== Problem description ==
Examine the entries and show every line in which the word "vanity" is found.

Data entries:
^^^^^^^^
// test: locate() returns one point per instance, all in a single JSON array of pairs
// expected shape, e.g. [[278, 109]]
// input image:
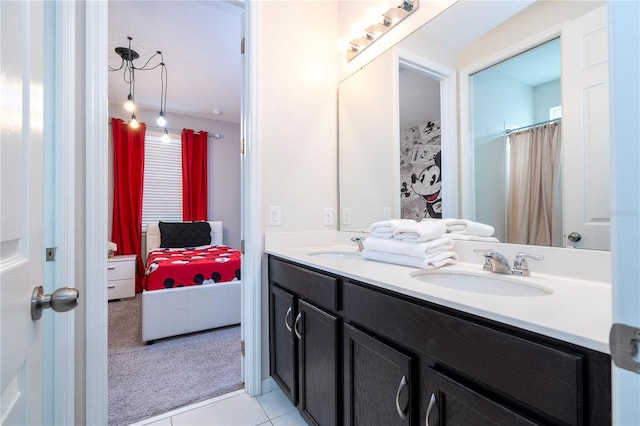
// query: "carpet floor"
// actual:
[[148, 380]]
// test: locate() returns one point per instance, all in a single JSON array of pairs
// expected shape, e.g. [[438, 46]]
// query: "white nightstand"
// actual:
[[121, 276]]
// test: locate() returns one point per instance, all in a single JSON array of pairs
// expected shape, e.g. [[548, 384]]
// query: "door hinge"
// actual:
[[624, 344], [50, 254]]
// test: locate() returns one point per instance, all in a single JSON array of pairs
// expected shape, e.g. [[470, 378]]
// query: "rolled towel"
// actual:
[[385, 228], [427, 262], [474, 238], [466, 227], [420, 231], [408, 248]]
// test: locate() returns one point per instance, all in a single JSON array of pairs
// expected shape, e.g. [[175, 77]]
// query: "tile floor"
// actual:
[[234, 409]]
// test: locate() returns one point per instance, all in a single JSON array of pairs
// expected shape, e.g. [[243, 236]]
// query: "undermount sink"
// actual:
[[337, 254], [500, 285]]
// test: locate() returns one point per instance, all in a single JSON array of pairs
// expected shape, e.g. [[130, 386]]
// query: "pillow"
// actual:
[[184, 234]]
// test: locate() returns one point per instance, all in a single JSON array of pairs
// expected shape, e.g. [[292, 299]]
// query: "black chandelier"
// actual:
[[128, 68]]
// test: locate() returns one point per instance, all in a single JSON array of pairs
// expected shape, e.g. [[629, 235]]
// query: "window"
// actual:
[[162, 193]]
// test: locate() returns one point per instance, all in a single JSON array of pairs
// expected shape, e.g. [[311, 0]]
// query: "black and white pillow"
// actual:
[[184, 234]]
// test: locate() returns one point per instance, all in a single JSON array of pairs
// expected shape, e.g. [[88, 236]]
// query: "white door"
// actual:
[[585, 131], [26, 386], [625, 139], [22, 254]]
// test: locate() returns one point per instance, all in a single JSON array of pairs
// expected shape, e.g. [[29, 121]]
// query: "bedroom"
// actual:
[[205, 97]]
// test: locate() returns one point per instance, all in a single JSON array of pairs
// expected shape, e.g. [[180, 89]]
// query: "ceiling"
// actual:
[[200, 42]]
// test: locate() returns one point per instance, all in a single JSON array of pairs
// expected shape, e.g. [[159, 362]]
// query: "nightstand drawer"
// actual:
[[120, 289], [121, 269]]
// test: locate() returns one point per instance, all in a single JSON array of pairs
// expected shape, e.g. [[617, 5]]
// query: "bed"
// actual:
[[172, 305]]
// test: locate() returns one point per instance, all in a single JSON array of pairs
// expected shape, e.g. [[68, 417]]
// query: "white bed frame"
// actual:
[[182, 310]]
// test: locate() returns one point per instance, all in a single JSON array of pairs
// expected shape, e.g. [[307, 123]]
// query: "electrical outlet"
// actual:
[[328, 216], [275, 216], [386, 213], [346, 216]]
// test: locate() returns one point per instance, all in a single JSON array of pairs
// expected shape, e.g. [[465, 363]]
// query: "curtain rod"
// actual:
[[532, 125], [178, 132]]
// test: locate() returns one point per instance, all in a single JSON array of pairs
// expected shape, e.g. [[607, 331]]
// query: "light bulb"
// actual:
[[165, 137], [133, 123], [129, 105], [161, 120]]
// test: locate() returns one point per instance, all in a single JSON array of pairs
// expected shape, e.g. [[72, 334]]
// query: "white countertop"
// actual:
[[578, 311]]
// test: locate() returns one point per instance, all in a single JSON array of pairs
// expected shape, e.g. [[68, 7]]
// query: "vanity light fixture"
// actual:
[[129, 55], [387, 20]]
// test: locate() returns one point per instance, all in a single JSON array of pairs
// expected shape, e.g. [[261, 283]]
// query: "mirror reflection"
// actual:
[[494, 35]]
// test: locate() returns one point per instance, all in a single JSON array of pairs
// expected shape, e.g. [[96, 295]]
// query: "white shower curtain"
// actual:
[[534, 213]]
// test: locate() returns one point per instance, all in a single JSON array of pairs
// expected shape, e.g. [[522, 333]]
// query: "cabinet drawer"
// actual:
[[119, 289], [317, 288], [119, 270], [535, 374]]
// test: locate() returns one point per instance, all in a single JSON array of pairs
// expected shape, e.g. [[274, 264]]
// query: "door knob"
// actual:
[[574, 237], [62, 300]]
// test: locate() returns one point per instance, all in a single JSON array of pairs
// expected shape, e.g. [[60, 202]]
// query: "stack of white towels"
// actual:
[[407, 242], [462, 229]]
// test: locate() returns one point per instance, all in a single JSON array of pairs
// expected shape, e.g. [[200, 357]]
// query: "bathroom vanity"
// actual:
[[349, 348]]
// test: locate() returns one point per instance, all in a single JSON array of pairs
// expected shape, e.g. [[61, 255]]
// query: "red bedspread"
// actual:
[[169, 268]]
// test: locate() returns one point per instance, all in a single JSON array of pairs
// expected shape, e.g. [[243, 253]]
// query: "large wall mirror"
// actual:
[[372, 123]]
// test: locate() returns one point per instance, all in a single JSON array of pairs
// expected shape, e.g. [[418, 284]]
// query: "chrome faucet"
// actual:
[[498, 263], [359, 241]]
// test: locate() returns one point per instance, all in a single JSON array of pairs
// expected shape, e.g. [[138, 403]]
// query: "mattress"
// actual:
[[182, 267]]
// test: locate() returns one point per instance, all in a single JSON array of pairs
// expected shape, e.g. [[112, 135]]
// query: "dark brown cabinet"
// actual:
[[366, 356], [378, 381], [305, 351]]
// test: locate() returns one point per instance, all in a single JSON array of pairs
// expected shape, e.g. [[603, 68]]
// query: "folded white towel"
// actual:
[[466, 227], [385, 228], [420, 231], [409, 248], [427, 262], [474, 238]]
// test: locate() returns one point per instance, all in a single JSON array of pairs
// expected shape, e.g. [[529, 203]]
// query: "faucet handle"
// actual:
[[487, 253], [520, 266]]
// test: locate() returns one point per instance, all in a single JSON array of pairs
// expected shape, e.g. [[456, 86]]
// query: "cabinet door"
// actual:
[[452, 403], [377, 382], [318, 348], [282, 342]]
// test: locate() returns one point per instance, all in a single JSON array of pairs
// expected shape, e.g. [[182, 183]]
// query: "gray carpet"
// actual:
[[148, 380]]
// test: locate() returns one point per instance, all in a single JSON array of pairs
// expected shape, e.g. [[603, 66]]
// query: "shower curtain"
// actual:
[[534, 214]]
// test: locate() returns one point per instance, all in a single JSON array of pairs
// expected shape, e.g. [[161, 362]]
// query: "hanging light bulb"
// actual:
[[161, 120], [134, 122], [129, 105], [165, 137]]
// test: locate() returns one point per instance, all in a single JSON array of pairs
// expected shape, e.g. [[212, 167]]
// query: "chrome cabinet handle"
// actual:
[[295, 325], [286, 322], [402, 385], [432, 403]]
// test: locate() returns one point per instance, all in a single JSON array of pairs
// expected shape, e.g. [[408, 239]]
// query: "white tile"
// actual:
[[239, 410], [292, 419], [275, 403]]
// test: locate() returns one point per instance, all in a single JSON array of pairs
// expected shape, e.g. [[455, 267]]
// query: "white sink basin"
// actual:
[[337, 254], [500, 285]]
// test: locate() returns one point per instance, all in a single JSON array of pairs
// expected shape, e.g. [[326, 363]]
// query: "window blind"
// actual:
[[162, 196]]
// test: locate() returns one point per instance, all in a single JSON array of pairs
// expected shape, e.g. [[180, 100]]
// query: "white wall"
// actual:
[[224, 164], [545, 96], [297, 108]]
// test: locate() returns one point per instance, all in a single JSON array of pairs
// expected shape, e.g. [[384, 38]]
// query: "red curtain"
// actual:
[[194, 175], [128, 174]]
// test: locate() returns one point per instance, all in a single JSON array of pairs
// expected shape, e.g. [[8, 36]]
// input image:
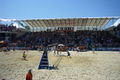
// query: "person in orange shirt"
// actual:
[[29, 75]]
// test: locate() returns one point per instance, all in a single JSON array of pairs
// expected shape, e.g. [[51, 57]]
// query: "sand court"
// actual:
[[104, 65]]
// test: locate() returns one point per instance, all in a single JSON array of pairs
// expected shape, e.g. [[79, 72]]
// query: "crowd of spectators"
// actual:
[[4, 27], [70, 38]]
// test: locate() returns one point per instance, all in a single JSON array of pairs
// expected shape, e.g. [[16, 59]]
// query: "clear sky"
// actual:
[[37, 9]]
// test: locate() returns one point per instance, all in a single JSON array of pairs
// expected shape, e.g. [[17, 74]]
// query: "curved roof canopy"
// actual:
[[83, 23]]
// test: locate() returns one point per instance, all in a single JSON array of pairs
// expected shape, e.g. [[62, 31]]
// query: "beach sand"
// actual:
[[104, 65]]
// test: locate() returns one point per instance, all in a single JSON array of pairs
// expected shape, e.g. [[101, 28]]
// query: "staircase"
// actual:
[[44, 60]]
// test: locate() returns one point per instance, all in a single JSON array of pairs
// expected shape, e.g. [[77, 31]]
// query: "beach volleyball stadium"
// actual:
[[86, 48]]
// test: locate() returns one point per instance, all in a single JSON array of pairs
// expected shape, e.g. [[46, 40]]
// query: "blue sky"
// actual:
[[37, 9]]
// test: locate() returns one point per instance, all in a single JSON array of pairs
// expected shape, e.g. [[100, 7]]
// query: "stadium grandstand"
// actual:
[[101, 32]]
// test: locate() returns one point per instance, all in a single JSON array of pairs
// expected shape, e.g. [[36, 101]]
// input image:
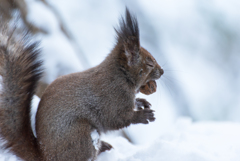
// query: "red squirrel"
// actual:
[[76, 108]]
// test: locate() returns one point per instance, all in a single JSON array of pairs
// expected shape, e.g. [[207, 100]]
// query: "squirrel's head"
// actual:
[[138, 64]]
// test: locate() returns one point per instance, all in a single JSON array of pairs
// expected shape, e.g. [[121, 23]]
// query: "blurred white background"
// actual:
[[197, 43]]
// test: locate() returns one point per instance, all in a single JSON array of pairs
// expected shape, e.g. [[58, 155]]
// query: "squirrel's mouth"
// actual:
[[149, 88]]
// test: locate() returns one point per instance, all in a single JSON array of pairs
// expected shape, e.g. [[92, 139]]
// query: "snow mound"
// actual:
[[186, 141]]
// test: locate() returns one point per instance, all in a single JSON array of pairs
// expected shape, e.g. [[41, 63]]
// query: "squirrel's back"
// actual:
[[20, 71]]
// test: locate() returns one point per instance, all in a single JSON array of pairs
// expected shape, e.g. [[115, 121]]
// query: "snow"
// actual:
[[184, 141], [198, 41]]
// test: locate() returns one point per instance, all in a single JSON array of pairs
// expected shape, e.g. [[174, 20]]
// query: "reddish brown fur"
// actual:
[[73, 106]]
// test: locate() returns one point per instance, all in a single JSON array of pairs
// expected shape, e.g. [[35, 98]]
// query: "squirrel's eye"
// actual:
[[150, 65], [140, 73]]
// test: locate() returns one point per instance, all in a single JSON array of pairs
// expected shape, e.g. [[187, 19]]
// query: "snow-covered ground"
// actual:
[[197, 42], [184, 141]]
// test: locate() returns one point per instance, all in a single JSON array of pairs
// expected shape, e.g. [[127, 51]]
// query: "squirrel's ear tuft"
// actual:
[[128, 37]]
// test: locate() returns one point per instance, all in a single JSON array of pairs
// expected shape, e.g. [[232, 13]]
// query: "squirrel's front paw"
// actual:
[[144, 116], [140, 102]]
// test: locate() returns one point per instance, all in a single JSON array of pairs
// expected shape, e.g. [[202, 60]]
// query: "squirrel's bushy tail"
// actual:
[[20, 69]]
^^^^^^^^
== Final answer ==
// query: "vanity light fixture"
// query: "bathroom vanity"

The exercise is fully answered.